'''

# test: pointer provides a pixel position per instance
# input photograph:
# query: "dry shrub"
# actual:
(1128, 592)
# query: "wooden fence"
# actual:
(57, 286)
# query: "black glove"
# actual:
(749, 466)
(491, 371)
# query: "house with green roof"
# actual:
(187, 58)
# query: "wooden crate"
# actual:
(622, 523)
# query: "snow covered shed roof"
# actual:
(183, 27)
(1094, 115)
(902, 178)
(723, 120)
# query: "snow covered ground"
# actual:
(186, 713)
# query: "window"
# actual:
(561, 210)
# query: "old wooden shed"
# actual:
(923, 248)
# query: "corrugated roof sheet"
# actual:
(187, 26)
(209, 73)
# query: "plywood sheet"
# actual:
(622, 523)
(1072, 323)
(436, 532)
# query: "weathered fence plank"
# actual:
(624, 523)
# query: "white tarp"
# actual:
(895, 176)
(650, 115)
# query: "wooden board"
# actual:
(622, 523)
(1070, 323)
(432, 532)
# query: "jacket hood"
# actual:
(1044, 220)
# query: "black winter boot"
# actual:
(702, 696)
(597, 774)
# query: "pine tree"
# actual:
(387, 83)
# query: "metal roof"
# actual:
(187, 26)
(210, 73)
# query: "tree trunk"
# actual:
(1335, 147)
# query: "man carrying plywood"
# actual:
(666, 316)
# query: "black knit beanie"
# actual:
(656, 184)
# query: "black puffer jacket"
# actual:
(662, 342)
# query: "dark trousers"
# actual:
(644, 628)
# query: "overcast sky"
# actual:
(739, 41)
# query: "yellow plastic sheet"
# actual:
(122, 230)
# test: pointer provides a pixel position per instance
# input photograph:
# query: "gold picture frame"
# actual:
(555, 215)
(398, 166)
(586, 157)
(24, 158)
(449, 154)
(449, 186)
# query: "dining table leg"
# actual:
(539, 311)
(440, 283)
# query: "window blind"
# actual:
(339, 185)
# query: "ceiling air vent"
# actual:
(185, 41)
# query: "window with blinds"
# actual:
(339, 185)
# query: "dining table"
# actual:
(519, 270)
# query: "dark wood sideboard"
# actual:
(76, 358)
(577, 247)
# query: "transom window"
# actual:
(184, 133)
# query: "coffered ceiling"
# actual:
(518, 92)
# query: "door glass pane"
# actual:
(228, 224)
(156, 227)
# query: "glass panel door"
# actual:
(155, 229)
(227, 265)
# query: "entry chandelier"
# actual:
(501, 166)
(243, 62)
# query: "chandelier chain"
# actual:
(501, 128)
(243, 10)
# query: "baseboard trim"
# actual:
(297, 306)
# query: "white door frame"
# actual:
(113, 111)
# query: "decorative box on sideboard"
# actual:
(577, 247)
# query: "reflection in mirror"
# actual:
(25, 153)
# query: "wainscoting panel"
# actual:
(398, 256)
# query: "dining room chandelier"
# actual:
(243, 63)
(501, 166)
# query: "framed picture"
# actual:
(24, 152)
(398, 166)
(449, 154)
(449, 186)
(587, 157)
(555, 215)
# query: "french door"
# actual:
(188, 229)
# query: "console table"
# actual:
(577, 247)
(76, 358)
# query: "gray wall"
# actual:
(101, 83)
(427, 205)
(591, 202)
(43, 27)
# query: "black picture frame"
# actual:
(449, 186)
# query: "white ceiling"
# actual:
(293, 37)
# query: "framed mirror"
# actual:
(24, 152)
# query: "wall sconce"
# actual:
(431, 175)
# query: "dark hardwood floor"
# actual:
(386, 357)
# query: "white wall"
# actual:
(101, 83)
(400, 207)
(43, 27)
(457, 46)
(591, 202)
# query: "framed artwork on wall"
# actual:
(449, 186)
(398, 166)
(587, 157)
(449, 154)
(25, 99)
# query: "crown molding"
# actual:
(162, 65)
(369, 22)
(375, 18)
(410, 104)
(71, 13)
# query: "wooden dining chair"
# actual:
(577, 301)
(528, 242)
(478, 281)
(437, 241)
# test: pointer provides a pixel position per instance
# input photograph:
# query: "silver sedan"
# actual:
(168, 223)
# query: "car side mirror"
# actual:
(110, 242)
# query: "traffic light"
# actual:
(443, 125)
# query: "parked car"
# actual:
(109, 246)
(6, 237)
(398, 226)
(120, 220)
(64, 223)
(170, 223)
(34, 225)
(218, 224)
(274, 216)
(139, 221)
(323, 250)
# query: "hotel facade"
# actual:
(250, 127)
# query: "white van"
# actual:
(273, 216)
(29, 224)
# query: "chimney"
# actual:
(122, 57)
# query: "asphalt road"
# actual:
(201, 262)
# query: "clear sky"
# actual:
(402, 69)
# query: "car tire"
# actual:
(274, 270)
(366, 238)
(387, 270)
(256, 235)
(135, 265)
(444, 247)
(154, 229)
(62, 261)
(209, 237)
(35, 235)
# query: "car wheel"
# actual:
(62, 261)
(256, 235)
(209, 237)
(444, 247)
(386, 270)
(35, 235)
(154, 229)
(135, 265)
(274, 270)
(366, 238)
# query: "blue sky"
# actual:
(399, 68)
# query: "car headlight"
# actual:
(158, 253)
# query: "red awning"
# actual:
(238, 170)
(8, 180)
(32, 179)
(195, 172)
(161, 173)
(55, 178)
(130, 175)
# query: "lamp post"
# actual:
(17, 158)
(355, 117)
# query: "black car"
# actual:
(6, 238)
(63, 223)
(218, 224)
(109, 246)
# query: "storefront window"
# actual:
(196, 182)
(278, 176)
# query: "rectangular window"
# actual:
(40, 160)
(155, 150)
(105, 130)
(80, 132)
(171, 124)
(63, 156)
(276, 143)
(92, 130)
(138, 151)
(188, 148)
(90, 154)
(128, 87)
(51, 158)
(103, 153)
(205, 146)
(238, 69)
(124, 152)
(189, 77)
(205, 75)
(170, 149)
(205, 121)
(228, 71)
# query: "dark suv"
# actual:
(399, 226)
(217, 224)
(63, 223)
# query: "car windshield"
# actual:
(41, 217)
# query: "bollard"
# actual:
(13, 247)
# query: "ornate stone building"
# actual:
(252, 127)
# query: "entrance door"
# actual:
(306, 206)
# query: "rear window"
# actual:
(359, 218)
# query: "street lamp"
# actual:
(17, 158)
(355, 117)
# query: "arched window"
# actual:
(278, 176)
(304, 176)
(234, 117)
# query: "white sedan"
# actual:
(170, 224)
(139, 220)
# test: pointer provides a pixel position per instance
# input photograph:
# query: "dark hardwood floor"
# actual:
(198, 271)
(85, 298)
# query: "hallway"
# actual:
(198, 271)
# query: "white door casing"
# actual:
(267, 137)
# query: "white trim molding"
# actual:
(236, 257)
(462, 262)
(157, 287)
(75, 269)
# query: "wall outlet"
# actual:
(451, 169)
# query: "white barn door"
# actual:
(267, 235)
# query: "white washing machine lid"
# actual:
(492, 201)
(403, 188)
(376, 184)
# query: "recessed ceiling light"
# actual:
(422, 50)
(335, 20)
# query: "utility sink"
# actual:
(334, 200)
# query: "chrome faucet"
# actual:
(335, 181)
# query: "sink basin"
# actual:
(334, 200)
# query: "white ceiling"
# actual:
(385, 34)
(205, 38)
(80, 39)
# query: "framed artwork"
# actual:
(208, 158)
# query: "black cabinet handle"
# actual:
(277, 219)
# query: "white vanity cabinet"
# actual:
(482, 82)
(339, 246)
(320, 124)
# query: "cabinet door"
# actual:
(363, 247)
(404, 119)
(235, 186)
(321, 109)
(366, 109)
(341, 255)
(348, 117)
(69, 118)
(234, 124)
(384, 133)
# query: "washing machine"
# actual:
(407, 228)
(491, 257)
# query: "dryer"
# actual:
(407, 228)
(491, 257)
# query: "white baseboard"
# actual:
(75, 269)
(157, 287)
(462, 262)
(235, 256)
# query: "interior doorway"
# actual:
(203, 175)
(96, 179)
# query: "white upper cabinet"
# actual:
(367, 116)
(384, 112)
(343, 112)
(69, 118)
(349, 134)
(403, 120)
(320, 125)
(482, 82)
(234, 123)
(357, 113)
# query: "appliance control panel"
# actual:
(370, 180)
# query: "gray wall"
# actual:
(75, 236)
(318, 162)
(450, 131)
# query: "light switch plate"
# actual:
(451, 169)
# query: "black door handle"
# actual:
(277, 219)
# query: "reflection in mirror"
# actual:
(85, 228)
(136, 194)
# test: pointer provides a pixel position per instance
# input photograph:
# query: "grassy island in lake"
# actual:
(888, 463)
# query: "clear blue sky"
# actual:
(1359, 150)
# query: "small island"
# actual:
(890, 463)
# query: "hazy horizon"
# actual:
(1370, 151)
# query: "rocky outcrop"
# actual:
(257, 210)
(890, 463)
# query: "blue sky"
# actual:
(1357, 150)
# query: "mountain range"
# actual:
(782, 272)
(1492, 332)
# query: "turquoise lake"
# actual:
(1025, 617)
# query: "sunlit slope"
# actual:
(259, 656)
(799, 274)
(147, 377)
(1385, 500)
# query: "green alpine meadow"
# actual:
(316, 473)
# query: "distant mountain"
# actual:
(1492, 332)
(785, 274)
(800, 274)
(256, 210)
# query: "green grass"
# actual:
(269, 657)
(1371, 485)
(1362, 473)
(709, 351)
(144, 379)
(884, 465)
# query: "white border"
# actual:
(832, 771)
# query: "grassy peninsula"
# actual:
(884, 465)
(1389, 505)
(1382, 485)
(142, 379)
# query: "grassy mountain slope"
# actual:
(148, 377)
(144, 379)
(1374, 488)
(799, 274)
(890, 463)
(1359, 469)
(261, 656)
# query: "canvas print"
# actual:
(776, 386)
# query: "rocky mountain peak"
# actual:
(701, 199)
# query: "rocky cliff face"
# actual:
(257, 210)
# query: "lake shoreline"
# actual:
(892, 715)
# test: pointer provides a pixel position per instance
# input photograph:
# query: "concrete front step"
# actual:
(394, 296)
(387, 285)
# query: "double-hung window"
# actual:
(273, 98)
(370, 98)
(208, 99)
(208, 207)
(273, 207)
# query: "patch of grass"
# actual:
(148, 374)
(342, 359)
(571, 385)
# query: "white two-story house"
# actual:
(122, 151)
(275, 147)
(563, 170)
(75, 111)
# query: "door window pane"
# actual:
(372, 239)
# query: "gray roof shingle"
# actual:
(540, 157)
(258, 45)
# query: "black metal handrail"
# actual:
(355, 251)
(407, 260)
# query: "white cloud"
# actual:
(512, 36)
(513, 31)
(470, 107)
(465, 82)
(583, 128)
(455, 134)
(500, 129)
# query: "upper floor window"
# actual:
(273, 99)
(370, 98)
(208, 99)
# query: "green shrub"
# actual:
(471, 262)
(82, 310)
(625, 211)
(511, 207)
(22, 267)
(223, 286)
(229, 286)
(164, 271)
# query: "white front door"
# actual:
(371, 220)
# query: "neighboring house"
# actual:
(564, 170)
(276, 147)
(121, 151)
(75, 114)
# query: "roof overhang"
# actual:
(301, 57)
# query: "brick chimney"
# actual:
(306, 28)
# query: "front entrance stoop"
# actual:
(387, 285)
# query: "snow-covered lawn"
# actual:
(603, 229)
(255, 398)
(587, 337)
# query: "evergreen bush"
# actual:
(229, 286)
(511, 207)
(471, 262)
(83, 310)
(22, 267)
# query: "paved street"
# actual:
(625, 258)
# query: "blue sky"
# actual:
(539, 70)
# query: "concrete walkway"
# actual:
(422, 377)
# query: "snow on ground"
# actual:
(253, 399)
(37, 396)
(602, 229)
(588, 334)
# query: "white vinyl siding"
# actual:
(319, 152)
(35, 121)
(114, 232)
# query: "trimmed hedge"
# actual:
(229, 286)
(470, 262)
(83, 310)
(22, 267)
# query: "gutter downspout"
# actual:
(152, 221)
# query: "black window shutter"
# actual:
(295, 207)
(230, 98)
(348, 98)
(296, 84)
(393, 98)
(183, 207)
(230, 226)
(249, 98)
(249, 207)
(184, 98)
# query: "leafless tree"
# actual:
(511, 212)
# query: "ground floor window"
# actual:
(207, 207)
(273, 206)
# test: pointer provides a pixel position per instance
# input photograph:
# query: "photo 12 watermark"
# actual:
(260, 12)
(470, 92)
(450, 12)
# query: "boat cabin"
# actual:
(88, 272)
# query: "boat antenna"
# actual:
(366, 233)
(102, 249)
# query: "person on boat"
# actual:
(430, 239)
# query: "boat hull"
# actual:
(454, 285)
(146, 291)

'''

# [Stated task]
State only the number of lines in the items above that contain the word "covered".

# [Full response]
3